**Things to do**.
1 > In the article on Iran's executions, when was the last mass execution reported before this one?
2 > Edit the article on Iran's executions, starting at "The June 7, 2017" and ending at "the same time.", and replace "militants" with "fighters".
3 > For each statement, say whether the article on Iran's executions agrees with it. Answer yes or no and quote the deciding words. (a) Iran carried out more known executions than any other country in 2017. (b) The news agencies said when the executions took place. (c) The trial included video footage.

**Selected text**.
——————————

- While Iran is one of the world’s top enforcers of the death penalty, such mass executions are rare
- Iran is second only to China in 2017 in the number of known executions carried out, according to Amnesty International
TEHRAN, Iran: Iran said Saturday it executed eight people convicted in the 2017 Daesh group attack on parliament and the shrine of Ayatollah Ruhollah Khomeini in Tehran.
The June 7, 2017 attack has so far been the only assault by the Sunni extremists inside of Shiite Iran, which has been deeply involved in the wars in Iraq and Syria where the militants once held vast territory.
The judiciary’s official Mizan news agency and semi-official news agencies in Iran acknowledged the executions Saturday, but did not say when they took place. Executions in Iran are carried out by hangings.
While Iran is one of the world’s top enforcers of the death penalty, such mass executions are rare. The last mass execution reported in August 2007 saw Iran hang seven men convicted of rape in Mashhad at the same time.
Mizan noted in its report that the executions came after the eight men had been tried and convicted in a trial that included both eyewitness testimony and video footage showing their involvement.
“These eight worked directly ... in martyring and wounding a number of innocent compatriots,” Mizan said.

——————————

**Material supplied**.
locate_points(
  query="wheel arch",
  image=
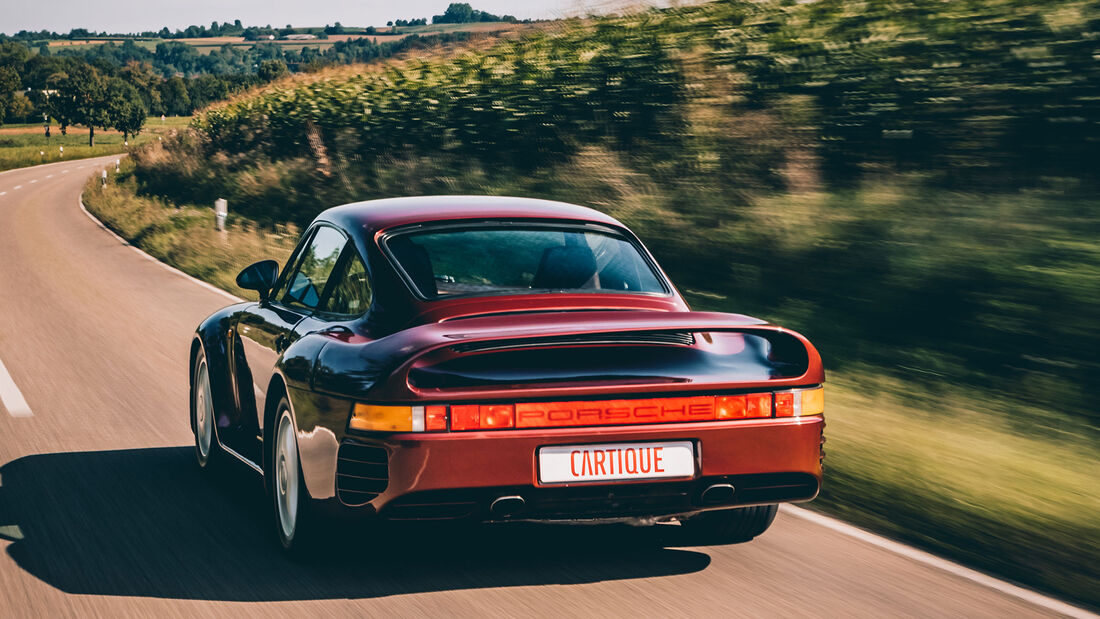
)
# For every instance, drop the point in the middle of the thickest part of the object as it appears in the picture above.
(276, 390)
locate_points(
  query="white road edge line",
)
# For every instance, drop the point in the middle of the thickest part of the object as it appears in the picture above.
(11, 397)
(839, 527)
(154, 261)
(942, 564)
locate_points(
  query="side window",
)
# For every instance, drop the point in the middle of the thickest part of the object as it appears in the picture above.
(351, 291)
(307, 282)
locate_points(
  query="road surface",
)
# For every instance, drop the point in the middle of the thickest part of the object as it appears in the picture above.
(102, 511)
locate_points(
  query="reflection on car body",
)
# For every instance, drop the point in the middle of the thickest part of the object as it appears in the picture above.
(501, 358)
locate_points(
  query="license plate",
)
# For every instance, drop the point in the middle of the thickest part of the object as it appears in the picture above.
(616, 461)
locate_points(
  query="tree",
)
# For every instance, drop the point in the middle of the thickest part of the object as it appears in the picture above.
(270, 70)
(83, 95)
(20, 108)
(174, 97)
(125, 111)
(457, 12)
(13, 54)
(143, 77)
(9, 83)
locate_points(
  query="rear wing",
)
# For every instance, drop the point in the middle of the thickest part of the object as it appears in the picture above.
(568, 355)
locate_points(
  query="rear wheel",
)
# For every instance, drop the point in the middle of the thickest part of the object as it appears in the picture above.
(202, 416)
(729, 526)
(293, 510)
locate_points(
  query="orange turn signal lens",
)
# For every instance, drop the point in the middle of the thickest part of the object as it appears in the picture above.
(373, 418)
(800, 402)
(813, 401)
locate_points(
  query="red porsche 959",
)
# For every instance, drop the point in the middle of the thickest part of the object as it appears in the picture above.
(498, 358)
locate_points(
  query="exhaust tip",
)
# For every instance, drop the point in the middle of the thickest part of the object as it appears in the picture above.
(503, 507)
(718, 494)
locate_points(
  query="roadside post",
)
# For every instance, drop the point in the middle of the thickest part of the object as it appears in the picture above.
(220, 212)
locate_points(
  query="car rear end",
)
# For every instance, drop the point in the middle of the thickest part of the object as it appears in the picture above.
(593, 416)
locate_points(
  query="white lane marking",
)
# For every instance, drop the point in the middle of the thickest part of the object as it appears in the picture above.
(933, 561)
(11, 397)
(154, 261)
(843, 528)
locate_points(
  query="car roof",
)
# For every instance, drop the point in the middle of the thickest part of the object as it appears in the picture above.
(373, 216)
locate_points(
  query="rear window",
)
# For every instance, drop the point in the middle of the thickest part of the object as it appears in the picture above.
(504, 258)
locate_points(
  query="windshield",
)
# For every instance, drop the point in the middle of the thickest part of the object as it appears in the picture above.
(502, 258)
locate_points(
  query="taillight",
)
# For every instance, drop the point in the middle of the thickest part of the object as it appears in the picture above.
(439, 418)
(800, 402)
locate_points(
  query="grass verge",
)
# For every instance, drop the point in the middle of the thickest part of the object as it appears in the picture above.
(958, 472)
(22, 145)
(185, 238)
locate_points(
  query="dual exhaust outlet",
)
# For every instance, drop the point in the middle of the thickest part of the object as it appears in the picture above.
(512, 505)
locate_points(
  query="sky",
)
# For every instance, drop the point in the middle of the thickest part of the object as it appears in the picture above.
(138, 15)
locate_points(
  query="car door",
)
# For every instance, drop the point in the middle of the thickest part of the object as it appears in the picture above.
(268, 328)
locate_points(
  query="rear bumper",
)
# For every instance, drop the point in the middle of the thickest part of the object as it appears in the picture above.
(458, 475)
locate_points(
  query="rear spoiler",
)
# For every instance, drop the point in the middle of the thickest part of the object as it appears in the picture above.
(387, 369)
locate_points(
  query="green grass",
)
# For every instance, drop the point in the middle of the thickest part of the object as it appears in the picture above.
(956, 474)
(23, 145)
(963, 473)
(186, 238)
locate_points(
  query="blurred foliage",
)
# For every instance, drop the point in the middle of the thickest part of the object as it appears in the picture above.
(909, 181)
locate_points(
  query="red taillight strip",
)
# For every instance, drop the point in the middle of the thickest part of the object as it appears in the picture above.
(611, 412)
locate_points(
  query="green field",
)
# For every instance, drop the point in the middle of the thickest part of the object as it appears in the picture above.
(897, 185)
(205, 45)
(964, 473)
(26, 145)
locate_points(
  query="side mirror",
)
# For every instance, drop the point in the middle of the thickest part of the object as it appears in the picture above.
(259, 276)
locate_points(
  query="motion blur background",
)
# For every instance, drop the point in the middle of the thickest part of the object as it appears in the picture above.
(912, 184)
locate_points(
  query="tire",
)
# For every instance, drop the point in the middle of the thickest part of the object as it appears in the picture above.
(294, 514)
(729, 526)
(204, 420)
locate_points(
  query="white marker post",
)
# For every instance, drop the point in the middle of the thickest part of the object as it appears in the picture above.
(220, 212)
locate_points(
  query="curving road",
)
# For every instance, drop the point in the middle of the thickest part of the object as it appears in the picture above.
(103, 514)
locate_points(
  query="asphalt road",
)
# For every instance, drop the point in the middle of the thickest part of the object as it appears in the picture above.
(102, 511)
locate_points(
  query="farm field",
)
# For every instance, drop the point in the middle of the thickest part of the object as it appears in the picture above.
(207, 44)
(26, 145)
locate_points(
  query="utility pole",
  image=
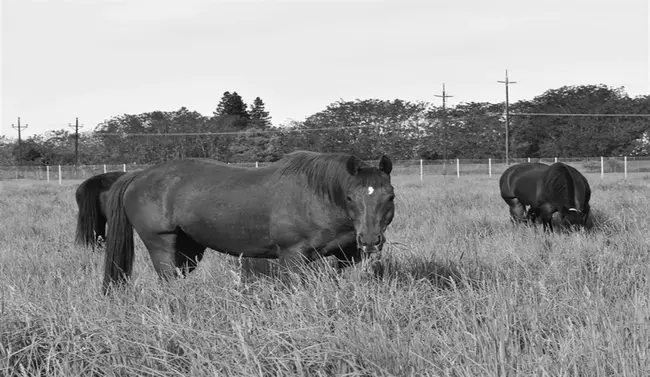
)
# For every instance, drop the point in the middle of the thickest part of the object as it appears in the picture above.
(507, 115)
(76, 141)
(444, 97)
(20, 141)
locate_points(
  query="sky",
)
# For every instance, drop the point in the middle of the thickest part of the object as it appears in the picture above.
(95, 59)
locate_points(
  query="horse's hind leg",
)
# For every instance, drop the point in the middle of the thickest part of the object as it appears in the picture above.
(172, 254)
(162, 250)
(100, 229)
(546, 213)
(517, 210)
(188, 253)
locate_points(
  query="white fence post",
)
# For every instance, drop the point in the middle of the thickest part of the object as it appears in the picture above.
(602, 167)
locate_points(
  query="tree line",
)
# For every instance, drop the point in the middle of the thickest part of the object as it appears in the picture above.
(237, 132)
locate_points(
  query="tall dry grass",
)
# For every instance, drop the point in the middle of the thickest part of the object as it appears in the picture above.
(466, 294)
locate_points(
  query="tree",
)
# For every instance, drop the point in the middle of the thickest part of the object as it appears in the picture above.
(258, 114)
(539, 136)
(232, 104)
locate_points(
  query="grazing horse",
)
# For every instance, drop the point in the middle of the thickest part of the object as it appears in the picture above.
(565, 190)
(519, 188)
(91, 200)
(304, 206)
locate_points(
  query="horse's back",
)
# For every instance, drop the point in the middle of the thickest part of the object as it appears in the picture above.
(520, 181)
(218, 205)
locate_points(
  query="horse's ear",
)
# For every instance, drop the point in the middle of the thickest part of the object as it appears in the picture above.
(352, 165)
(385, 164)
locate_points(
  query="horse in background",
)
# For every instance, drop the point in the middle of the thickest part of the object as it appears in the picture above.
(91, 200)
(518, 185)
(562, 189)
(305, 206)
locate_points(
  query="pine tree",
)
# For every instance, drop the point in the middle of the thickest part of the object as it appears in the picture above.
(221, 107)
(259, 115)
(232, 104)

——————————

**Responses to the tasks**.
1 > August 2007

2 >
The June 7, 2017 attack has so far been the only assault by the Sunni extremists inside of Shiite Iran, which has been deeply involved in the wars in Iraq and Syria where the fighters once held vast territory.
The judiciary’s official Mizan news agency and semi-official news agencies in Iran acknowledged the executions Saturday, but did not say when they took place. Executions in Iran are carried out by hangings.
While Iran is one of the world’s top enforcers of the death penalty, such mass executions are rare. The last mass execution reported in August 2007 saw Iran hang seven men convicted of rape in Mashhad at the same time.

3 >
(a) No: "Iran is second only to China in 2017 in the number of known executions carried out"
(b) No: "but did not say when they took place"
(c) Yes: "a trial that included both eyewitness testimony and video footage showing their involvement"